[THE TASK] Return, with both end lines included, exactly what the data below holds from the line with "Would you mind picking out the lamp" through the line with "If you could indicate the white", though not the pictures.

[DATA IN THIS EXERCISE]
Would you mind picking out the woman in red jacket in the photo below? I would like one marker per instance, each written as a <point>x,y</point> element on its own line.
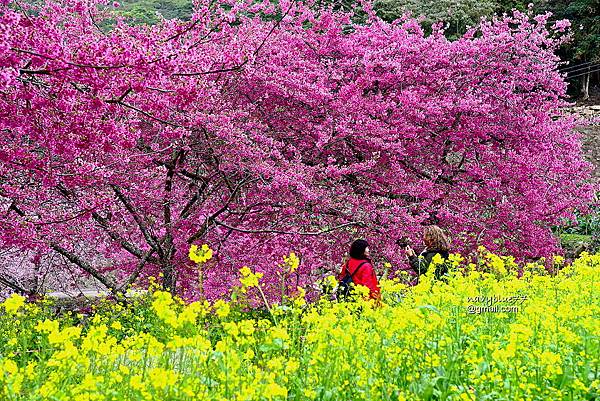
<point>359,266</point>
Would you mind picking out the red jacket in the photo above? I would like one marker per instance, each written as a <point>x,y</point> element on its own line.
<point>365,276</point>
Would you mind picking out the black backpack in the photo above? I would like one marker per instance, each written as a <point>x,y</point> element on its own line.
<point>344,287</point>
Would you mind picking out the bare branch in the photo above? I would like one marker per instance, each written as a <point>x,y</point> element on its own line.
<point>313,233</point>
<point>85,266</point>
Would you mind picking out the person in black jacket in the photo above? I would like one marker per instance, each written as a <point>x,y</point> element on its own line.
<point>436,242</point>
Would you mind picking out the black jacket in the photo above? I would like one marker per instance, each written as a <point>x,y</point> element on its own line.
<point>421,264</point>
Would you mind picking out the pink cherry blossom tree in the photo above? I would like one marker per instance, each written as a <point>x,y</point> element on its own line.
<point>262,129</point>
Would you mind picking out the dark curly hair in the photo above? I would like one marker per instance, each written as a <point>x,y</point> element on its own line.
<point>357,249</point>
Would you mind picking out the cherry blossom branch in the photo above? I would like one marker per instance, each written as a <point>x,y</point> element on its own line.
<point>313,233</point>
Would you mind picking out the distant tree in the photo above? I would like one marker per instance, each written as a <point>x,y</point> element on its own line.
<point>584,49</point>
<point>458,15</point>
<point>119,149</point>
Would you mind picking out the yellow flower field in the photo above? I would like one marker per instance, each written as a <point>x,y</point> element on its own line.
<point>483,335</point>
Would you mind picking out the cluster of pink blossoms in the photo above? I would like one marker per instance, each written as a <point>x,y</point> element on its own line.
<point>262,129</point>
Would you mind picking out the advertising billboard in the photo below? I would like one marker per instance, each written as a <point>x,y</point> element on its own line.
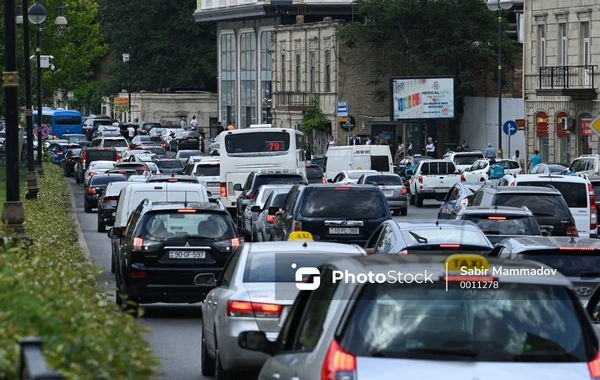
<point>422,98</point>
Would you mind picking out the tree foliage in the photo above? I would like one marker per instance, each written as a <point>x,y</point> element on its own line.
<point>168,48</point>
<point>429,37</point>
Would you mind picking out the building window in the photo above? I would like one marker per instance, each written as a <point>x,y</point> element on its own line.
<point>327,71</point>
<point>298,73</point>
<point>266,73</point>
<point>542,45</point>
<point>563,46</point>
<point>228,78</point>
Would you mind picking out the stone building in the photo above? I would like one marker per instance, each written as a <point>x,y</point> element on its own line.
<point>561,77</point>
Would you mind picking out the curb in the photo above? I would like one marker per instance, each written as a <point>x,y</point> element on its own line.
<point>80,237</point>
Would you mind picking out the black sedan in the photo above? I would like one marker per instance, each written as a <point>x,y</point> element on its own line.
<point>95,188</point>
<point>442,237</point>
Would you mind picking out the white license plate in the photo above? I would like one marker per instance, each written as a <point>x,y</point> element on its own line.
<point>187,255</point>
<point>343,231</point>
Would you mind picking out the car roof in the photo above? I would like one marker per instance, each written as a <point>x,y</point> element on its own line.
<point>434,264</point>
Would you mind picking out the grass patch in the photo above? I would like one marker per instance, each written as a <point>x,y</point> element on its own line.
<point>49,291</point>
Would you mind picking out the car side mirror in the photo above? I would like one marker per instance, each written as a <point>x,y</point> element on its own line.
<point>205,279</point>
<point>256,341</point>
<point>115,233</point>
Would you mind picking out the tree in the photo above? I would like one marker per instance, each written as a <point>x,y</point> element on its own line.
<point>168,48</point>
<point>429,37</point>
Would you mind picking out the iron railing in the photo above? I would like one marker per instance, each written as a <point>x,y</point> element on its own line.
<point>566,77</point>
<point>32,365</point>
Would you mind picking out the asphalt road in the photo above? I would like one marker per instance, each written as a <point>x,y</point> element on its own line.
<point>175,330</point>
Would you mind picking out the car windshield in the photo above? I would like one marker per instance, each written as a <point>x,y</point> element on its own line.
<point>345,204</point>
<point>276,267</point>
<point>202,225</point>
<point>208,170</point>
<point>104,180</point>
<point>389,180</point>
<point>575,194</point>
<point>504,225</point>
<point>550,205</point>
<point>170,164</point>
<point>444,235</point>
<point>516,323</point>
<point>120,143</point>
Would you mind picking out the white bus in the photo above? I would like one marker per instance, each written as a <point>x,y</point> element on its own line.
<point>244,151</point>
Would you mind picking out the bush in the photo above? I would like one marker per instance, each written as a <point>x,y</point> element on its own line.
<point>50,291</point>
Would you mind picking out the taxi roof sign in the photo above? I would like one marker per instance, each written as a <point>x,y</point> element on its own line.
<point>301,235</point>
<point>458,262</point>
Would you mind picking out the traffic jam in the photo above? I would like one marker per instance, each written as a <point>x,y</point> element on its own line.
<point>313,269</point>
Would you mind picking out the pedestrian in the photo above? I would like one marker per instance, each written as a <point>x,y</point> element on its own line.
<point>536,159</point>
<point>430,147</point>
<point>490,152</point>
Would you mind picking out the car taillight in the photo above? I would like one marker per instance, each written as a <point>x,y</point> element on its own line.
<point>338,364</point>
<point>252,309</point>
<point>593,210</point>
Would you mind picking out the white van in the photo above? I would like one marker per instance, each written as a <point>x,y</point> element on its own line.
<point>357,157</point>
<point>577,192</point>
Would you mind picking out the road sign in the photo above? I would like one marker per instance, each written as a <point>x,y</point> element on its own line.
<point>595,125</point>
<point>342,108</point>
<point>510,127</point>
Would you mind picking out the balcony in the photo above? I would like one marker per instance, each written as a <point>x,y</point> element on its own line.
<point>574,81</point>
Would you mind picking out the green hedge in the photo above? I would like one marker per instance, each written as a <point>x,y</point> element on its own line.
<point>49,291</point>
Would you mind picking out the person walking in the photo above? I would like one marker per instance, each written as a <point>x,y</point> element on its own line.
<point>489,152</point>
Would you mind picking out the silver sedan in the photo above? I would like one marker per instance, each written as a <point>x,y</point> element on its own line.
<point>255,292</point>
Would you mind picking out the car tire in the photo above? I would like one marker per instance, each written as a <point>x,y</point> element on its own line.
<point>207,364</point>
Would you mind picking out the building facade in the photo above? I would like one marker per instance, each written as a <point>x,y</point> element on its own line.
<point>561,77</point>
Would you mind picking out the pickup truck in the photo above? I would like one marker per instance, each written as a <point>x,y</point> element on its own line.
<point>431,179</point>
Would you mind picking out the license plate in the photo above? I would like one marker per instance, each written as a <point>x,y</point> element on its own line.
<point>187,255</point>
<point>343,231</point>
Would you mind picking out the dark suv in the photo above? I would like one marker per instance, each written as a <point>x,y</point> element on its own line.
<point>166,245</point>
<point>263,177</point>
<point>344,214</point>
<point>89,155</point>
<point>546,203</point>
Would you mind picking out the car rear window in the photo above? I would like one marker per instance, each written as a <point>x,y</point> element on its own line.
<point>203,225</point>
<point>390,180</point>
<point>104,180</point>
<point>345,204</point>
<point>540,205</point>
<point>575,194</point>
<point>174,164</point>
<point>276,267</point>
<point>515,323</point>
<point>504,225</point>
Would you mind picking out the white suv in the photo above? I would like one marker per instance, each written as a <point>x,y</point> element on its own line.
<point>577,191</point>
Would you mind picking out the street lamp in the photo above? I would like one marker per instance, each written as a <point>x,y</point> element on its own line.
<point>32,185</point>
<point>498,6</point>
<point>13,214</point>
<point>127,60</point>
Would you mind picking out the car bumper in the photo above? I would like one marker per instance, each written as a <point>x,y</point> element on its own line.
<point>233,357</point>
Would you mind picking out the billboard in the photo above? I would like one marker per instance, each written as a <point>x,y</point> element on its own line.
<point>422,98</point>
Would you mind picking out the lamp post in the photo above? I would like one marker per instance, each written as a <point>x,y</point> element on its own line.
<point>13,214</point>
<point>32,185</point>
<point>498,6</point>
<point>127,60</point>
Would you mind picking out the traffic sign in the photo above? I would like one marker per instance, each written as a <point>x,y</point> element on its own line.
<point>510,127</point>
<point>595,125</point>
<point>342,108</point>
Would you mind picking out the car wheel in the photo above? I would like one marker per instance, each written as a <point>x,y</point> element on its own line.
<point>207,364</point>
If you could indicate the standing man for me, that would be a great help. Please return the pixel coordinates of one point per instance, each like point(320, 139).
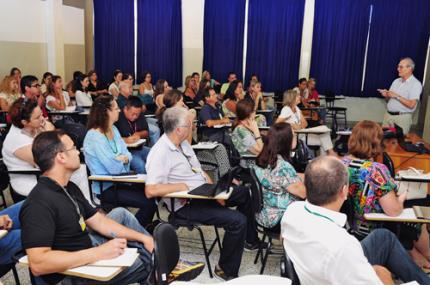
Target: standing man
point(403, 96)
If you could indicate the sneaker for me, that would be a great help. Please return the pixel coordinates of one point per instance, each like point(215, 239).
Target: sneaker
point(186, 271)
point(256, 245)
point(220, 274)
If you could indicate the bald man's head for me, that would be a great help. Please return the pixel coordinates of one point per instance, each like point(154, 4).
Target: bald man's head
point(325, 177)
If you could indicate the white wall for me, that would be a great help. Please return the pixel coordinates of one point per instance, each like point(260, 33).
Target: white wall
point(34, 35)
point(192, 36)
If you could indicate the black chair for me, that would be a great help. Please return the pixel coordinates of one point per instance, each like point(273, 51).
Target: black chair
point(193, 225)
point(287, 269)
point(5, 268)
point(270, 234)
point(166, 252)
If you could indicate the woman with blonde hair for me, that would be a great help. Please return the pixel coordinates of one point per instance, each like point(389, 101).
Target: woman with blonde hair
point(290, 113)
point(373, 190)
point(9, 92)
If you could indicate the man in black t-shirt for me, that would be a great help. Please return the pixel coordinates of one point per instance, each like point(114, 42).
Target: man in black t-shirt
point(56, 216)
point(132, 126)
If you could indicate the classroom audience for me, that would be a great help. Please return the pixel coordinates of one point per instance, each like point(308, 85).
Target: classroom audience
point(161, 88)
point(172, 166)
point(114, 86)
point(246, 135)
point(27, 123)
point(291, 114)
point(174, 98)
point(31, 90)
point(302, 90)
point(11, 243)
point(207, 75)
point(231, 77)
point(146, 90)
point(321, 249)
point(83, 97)
point(403, 96)
point(95, 87)
point(46, 81)
point(56, 97)
point(106, 154)
point(61, 230)
point(15, 72)
point(9, 92)
point(133, 127)
point(190, 93)
point(125, 91)
point(373, 190)
point(212, 116)
point(281, 185)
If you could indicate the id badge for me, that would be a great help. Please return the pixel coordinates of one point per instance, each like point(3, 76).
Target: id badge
point(82, 223)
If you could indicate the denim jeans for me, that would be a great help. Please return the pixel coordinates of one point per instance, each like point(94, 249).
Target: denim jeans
point(381, 247)
point(138, 161)
point(11, 243)
point(154, 130)
point(141, 268)
point(238, 225)
point(132, 195)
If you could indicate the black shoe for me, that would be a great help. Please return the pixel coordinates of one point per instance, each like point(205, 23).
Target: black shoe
point(220, 274)
point(256, 245)
point(186, 271)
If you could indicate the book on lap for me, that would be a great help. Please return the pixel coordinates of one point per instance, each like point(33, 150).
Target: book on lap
point(422, 212)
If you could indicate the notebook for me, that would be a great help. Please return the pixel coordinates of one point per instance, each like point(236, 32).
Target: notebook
point(422, 212)
point(211, 190)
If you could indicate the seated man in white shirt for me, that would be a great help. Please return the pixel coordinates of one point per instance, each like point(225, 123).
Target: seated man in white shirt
point(323, 252)
point(172, 166)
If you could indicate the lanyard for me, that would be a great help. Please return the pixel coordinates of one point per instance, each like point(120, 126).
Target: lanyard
point(318, 214)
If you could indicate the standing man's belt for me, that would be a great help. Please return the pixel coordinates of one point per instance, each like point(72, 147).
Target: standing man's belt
point(398, 113)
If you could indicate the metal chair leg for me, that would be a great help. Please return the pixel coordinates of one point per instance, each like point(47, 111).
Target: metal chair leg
point(218, 239)
point(266, 254)
point(205, 250)
point(15, 275)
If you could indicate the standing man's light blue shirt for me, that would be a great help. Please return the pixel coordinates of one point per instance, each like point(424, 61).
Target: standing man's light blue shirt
point(409, 89)
point(101, 153)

[RESULT OF THE TASK]
Would you mind picking out the lamp post in the photo above? I would like one marker per instance, each written as a <point>x,y</point> element on its own line.
<point>13,214</point>
<point>32,185</point>
<point>498,6</point>
<point>127,60</point>
Would you mind picking out the traffic sign in the photo above? I would like one marker per instance, each written as a <point>x,y</point> element on its own line.
<point>510,127</point>
<point>595,125</point>
<point>342,108</point>
Would you mind picking out the car wheel in the photo above? I would like one marker per instance, each written as a <point>x,y</point> element on its own line.
<point>207,364</point>
If you could indicate the standing man for me, that would be a great help. Please return the pixel coordinates of one point per instance, each like point(320, 139).
Target: standing man
point(403, 96)
If you could indicate the sneaker for me, that would be a great help. Please return the pixel coordinates of one point per instance, each like point(215, 239).
Target: sneaker
point(186, 271)
point(256, 245)
point(220, 274)
If you could indicate the bald man's head for me, that would be a great help. Please return the pixel coordinates of one point per instance, each like point(154, 4).
Target: bald man's head
point(325, 177)
If you could indicate the white wall for me, that would be a great help. Please return the pixel coordinates of one point per instance, each like point(260, 33).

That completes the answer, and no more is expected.